[START OF Available data]

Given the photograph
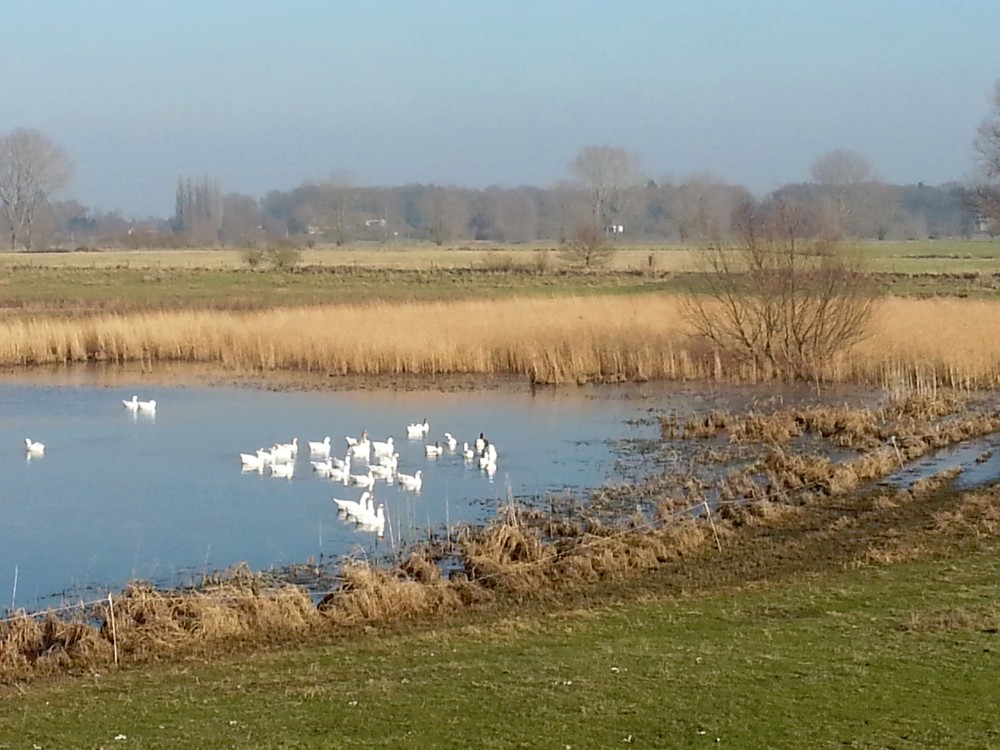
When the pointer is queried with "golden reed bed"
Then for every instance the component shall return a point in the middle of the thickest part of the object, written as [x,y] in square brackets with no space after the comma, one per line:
[913,342]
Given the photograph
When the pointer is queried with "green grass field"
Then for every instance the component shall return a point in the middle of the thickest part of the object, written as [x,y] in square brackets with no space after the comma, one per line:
[898,656]
[35,283]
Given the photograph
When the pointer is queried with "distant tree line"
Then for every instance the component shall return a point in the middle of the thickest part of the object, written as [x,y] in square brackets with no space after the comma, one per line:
[606,201]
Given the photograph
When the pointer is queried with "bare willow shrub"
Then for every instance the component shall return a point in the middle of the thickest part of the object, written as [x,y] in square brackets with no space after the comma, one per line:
[778,297]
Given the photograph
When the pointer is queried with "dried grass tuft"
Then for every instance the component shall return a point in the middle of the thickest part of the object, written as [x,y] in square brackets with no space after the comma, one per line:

[END OF Available data]

▶ What to do:
Switch every "pointer" in the listing above to "locator" and write the whole listing out again with nothing else changed. Leave the pictures out.

▶ Response:
Given the photograph
When the locator is queried with "golden reed bed"
Then for every instance the component shall return a point in the middle of the thickest part of the object, written as [x,y] in square brackets with no space after the comma, one per line:
[913,342]
Given the photograph
When the locator is queried with "green grass field"
Then for every instance the component shall return a point in the middle of the thickest part of the object, written as [x,y] in square brackets with no space after the comma, one per line:
[898,656]
[35,283]
Given the photograph
When the locator is queried with "distant tree line"
Then for every instance the component shall return a point in the middle of the thickest part of the object, written as [x,y] in square brackets with no space after the comma, one per line:
[606,201]
Given the photograph
When the locator is queried with "bare willow shrub"
Then for every instance the component shall return a point in the middle of the thickest part of the object, written as [x,y] in square brackets with no space after the comma, one per line:
[778,297]
Given the photograph
When the locator is queried with "dried grass tuft"
Then for every instance the component shall return a point in the middle of the thickest part of the object, written as [x,y] in square brackets with no space after the comma, one per line:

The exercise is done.